Datos a procesar:

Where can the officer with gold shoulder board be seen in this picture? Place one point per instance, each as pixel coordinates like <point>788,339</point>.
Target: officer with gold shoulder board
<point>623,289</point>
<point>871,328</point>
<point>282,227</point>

Enunciado del problema: Reescribe todas las líneas de los datos cambiando "officer" por "soldier", sin tocar nada más.

Salida esperada:
Where can the soldier with gold shoulder board be seen in this picture? Place one point per instance, each as pixel coordinates like <point>788,339</point>.
Target: soldier with gold shoulder board
<point>623,289</point>
<point>871,328</point>
<point>282,227</point>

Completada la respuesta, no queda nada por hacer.